Exercise text >>

+ + + + + + +

VA’s Misinterpretation of Law Endangers Veterans, Employees

Categories: VA

The Department of Veterans Affairs is obviously not buying the Department of Homeland Security’s slogan, ‘If You See Something, Say Something.’

That’s because it prohibits doctors, dentists, registered nurses, physician assistants, and other healthcare professionals from sounding the alarm about things that could lead to medical errors and patient harm – excessive mandatory overtime, staffing shortages, or lack of proper training.

If you were a veteran, would you want to be treated by a doctor who’s overworked or helped by a nurse who has not been sufficiently trained due to staffing shortages?

The VA currently has nearly 50,000 vacancies, and the agency is not in a hurry to fill them as the administration is focusing on sending veterans to for-profit private hospitals. It’s their plan to dismantle the VA little by little and finally privatize it. Veterans themselves are overwhelmingly against privatization.

That’s why AFGE, which represents VA employees – 1 in 3 are veterans themselves, supports a bill, H.R. 1133, that would improve veterans’ care and hold VA accountable for following their own policy. The VA continues to impose policies that prevent VA health care professionals from bargaining over routine workplace matters such as schedules, reassignment, and proper payment for weekend and evening work, a right currently afforded to their counterparts within the VA, the Department of Defense and the Bureau of Prisons.

This extreme and unreasonable interpretation of the law is not what Congress intended when it passed Section 7422 of Title 38 in 1991.

H.R. 1133, the VA Employee Fairness Act, was discussed at a recent hearing in which AFGE Local 3930 President Kathleen Pachomski testified.

Pachomski told members of Congress that these medical personnel covered under Title 38 have very limited collective bargaining rights that make it nearly impossible for them to challenge VA’s violations of pay laws, unsafe working conditions, and its own policies. Unequal application of pay laws severely hurts the VA’s ability to recruit and retain doctors, nurses, and other health care providers. It deprives veterans of full protection against improper and unsafe care.

“Opponents have argued that legislation to fix the 7422 problem creates new bargaining rights. This is not correct: H.R. 1133 and similar legislation merely restore equal bargaining rights consistent with Congressional intent,” she said.

+ + + + + + +

Source material >>

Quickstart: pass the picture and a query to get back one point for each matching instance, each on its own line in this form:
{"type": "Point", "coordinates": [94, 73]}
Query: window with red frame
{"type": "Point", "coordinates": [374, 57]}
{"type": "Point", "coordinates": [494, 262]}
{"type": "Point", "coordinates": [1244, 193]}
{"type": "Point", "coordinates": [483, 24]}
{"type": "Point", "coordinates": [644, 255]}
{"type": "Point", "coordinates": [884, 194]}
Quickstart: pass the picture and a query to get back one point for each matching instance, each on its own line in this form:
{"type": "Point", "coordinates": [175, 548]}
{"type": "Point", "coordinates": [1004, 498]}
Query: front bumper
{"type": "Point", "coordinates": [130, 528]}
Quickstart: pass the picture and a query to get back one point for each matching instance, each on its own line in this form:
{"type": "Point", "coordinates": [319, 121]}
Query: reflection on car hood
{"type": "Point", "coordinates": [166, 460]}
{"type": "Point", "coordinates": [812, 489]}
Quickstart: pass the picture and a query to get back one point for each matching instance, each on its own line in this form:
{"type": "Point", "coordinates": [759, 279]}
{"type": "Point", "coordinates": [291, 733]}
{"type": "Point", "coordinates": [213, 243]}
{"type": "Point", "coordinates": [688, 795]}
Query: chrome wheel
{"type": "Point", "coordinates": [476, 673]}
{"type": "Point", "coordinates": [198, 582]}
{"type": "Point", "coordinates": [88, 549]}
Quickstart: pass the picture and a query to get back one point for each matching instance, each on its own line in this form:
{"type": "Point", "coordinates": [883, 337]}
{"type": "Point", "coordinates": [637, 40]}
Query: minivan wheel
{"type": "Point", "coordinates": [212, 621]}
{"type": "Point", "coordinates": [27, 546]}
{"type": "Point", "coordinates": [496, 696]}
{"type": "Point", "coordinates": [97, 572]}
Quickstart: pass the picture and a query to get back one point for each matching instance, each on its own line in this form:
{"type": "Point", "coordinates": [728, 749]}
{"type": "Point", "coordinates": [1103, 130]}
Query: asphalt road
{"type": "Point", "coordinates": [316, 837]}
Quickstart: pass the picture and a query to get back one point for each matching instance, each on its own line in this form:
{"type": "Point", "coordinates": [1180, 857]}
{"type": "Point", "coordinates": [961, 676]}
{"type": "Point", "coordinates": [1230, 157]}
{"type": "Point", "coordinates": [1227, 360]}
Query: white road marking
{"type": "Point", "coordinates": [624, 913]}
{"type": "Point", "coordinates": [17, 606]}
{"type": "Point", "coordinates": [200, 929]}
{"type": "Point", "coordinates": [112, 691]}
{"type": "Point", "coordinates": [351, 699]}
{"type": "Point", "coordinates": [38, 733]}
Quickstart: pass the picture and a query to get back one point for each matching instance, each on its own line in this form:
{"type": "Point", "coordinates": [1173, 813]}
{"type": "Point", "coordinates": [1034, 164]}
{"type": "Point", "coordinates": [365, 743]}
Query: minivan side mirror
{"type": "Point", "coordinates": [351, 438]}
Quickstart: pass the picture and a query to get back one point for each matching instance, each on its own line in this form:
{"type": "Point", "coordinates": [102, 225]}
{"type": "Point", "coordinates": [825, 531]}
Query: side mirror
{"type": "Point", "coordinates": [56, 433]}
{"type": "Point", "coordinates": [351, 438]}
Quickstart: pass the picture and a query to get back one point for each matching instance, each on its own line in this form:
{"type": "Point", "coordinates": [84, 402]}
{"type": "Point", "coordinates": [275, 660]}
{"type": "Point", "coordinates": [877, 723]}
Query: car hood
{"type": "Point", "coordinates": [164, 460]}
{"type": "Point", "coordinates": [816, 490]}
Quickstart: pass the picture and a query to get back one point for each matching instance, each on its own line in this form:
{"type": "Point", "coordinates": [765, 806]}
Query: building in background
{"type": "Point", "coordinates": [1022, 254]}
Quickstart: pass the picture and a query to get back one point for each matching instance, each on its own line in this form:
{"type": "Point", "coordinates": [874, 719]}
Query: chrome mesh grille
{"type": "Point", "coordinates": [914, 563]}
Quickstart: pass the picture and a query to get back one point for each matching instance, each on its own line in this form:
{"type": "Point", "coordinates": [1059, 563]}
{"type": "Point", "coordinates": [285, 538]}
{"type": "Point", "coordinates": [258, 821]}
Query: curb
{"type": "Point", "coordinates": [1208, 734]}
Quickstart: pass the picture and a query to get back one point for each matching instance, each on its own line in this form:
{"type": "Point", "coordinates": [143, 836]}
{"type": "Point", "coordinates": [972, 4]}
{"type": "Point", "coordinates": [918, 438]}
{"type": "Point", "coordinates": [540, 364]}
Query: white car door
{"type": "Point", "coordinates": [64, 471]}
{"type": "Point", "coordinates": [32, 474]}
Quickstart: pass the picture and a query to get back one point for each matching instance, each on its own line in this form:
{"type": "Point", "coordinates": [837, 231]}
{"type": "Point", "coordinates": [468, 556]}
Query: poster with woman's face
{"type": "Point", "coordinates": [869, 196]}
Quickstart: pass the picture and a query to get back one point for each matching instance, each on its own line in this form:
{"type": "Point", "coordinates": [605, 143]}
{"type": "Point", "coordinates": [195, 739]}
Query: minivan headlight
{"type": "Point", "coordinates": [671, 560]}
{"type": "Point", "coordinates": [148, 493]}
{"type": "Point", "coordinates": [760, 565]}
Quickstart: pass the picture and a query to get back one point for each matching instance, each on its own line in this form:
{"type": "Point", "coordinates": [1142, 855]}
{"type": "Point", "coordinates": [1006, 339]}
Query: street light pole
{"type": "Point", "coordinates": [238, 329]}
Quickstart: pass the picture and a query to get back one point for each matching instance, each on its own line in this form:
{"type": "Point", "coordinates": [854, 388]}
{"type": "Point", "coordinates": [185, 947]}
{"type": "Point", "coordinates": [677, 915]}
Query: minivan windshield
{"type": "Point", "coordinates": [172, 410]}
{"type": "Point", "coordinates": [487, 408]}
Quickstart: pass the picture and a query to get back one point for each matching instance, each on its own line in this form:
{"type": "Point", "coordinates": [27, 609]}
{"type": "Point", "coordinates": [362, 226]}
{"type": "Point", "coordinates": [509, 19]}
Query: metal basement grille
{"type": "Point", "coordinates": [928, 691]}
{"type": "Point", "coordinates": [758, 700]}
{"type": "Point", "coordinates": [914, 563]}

+ + + + + + +

Parts of the exercise >>
[1] Decide whether each statement agrees with the article on VA bargaining rights, answering yes or no and quoting the words that settle it: (a) The VA currently has nearly 50,000 vacancies. (b) Section 7422 of Title 38 was passed in 2001. (c) Kathleen Pachomski is president of AFGE Local 3930.
[2] Rewrite the paragraph of the article on VA bargaining rights that begins "Pachomski told members of Congress" as a short bulleted list that keeps its main facts.
[3] According to the article on VA bargaining rights, what share of the VA employees represented by AFGE are veterans themselves?
You can set the listing aside for this work.

Responses in order >>
[1]
(a) Yes: "The VA currently has nearly 50,000 vacancies"
(b) No: "when it passed Section 7422 of Title 38 in 1991"
(c) Yes: "AFGE Local 3930 President Kathleen Pachomski testified"

[2]
- Medical personnel covered under Title 38 have very limited collective bargaining rights.
- This makes it nearly impossible for them to challenge VA violations of pay laws, unsafe working conditions, and the VA's own policies.
- Unequal application of pay laws severely hurts the VA's ability to recruit and retain doctors, nurses, and other health care providers.
- It deprives veterans of full protection against improper and unsafe care.

[3] One in three.